Document text:

Tag Archive: How To Self Publish step by step


Do It Your Self Publishing, a distinction in self publishing

Do It Yourself Self Publishing

The Four Wise Budgies of Self Publishing suggest you consider Do It Your Self Publishing.

As I continue to write about How To Self Publish A Book, I’ve realized that I need to add some more definitions to the term “self publishing.”

Most of the sites that come up under a search for self publishing advice are companies that can help an author self publish a book, for a price.

Many of them are good companies, and many authors are getting books out and ready to sell with their help…

but I’m doing something else as a self publisher… I’m doing it myself. So I’ve decided that we need a new term…

DIY Self Publishing, Do It Your Self Publishing.

This is a subculture of self publishing and invites anyone who has the skills to do it, or has no other choice (because they simply don’t have the money…)

Participation in this honorable new society will still cost some money in the form of a business license and buying ISBN numbers, and it means that we, as authors, will not be writing while we are engaged in the many hours of self publishing work. It also means that we, as working professionals, will not be doing whatever paid work we do while we are self publishing…. and that has to be weighed against the advantages of doing it ourselves. Even if you can do it yourself, it might make better economic sense to hire it out depending on your circumstances.

Goal 1: Check each statement against the post on DIY self publishing and mark it yes or no, quoting the words that decide it. (a) Participation in DIY self publishing costs no money. (b) Most sites returned by a search for self publishing advice are companies that help an author self publish for a price. (c) Hiring the work out might make better economic sense depending on circumstances.

Data lines:

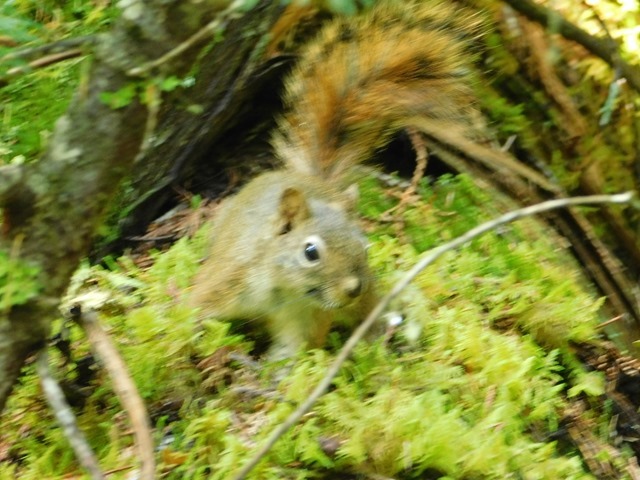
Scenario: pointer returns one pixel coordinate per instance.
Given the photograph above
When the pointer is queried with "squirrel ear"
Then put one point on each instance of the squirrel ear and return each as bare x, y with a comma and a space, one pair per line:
293, 209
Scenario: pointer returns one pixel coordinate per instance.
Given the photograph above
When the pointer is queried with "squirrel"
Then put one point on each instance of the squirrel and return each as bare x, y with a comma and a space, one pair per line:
286, 250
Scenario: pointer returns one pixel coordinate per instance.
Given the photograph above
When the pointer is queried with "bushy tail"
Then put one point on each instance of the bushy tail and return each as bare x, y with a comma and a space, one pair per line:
366, 77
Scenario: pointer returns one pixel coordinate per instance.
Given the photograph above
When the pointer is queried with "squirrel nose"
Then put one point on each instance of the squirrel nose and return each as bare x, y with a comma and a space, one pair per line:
352, 287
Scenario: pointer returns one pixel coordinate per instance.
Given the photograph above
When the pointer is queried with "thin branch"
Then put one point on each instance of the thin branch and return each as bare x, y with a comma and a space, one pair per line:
200, 36
10, 177
66, 418
44, 62
50, 48
600, 47
125, 389
424, 262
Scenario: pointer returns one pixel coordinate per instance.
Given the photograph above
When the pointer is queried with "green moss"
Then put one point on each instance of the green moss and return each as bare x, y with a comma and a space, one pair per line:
471, 385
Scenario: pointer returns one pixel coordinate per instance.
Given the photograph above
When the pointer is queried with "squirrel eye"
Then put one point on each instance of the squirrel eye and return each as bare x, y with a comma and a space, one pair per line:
311, 252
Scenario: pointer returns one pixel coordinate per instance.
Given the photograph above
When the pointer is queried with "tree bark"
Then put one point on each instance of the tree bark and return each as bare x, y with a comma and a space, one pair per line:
53, 207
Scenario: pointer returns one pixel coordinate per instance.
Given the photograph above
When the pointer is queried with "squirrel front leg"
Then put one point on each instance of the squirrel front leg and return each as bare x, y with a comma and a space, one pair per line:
296, 327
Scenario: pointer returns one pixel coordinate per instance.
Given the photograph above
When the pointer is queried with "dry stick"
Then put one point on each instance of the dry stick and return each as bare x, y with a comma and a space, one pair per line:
125, 389
425, 261
200, 36
45, 62
66, 418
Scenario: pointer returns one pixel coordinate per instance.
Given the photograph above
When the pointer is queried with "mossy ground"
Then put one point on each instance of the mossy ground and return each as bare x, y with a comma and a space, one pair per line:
473, 385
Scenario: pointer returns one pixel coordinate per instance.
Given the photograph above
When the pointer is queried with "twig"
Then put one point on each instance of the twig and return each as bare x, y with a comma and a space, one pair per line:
425, 261
125, 389
50, 48
44, 62
600, 47
200, 36
66, 418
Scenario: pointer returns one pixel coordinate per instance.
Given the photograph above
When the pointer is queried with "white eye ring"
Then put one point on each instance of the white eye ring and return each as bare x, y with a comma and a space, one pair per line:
311, 252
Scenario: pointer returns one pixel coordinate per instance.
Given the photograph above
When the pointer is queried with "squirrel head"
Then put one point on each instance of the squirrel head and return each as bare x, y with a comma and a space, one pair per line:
321, 254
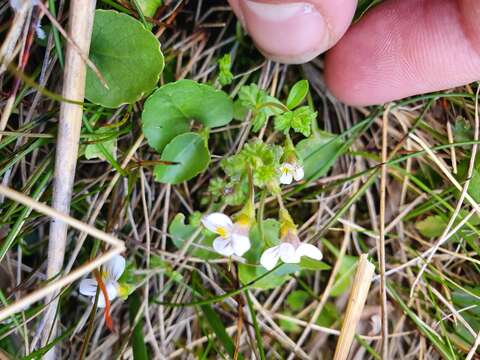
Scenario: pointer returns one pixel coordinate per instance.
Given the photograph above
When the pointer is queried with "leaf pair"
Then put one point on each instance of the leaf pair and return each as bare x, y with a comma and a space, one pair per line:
166, 122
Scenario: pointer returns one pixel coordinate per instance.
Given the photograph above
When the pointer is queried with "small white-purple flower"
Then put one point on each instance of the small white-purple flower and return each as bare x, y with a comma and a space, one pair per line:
110, 273
289, 251
290, 172
233, 237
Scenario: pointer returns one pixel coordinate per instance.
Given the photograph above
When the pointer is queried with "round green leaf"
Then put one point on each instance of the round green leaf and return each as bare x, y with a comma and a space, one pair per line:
127, 55
168, 111
191, 155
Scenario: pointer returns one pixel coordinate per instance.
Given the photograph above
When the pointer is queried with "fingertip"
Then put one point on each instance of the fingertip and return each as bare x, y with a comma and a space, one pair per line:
294, 31
401, 49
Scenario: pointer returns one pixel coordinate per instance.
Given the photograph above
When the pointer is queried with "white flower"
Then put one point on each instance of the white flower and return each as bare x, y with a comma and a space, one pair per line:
110, 273
233, 237
289, 251
290, 172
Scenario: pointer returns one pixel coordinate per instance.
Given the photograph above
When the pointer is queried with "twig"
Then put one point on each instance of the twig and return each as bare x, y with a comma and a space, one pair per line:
70, 121
356, 302
381, 241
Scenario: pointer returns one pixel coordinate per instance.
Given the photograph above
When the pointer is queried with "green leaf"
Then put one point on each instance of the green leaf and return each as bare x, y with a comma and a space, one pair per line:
191, 155
225, 77
345, 275
297, 94
94, 150
462, 130
149, 7
181, 232
260, 103
38, 354
432, 226
302, 120
169, 110
299, 120
318, 154
307, 263
127, 55
283, 122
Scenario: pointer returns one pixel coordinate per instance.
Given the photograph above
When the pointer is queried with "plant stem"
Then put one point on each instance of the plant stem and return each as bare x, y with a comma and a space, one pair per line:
70, 121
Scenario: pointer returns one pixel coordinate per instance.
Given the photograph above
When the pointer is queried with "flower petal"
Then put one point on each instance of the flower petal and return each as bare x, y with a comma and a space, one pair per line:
270, 257
216, 221
298, 173
112, 293
286, 178
288, 253
240, 244
223, 246
310, 251
115, 267
88, 287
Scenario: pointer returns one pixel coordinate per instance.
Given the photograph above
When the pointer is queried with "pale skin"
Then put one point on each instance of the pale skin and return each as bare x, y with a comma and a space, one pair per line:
398, 49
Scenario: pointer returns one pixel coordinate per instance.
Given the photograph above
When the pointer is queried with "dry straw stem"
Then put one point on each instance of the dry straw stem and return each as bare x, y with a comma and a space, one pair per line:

Goal 2: Count the lines of the records that contain the string "stick", treating case as significant, and give only the number.

Finished answer 1:
(a) No: "Participation in this honorable new society will still cost some money in the form of a business license and buying ISBN numbers"
(b) Yes: "Most of the sites that come up under a search for self publishing advice are companies that can help an author self publish a book, for a price."
(c) Yes: "Even if you can do it yourself, it might make better economic sense to hire it out depending on your circumstances."

Finished answer 2: 2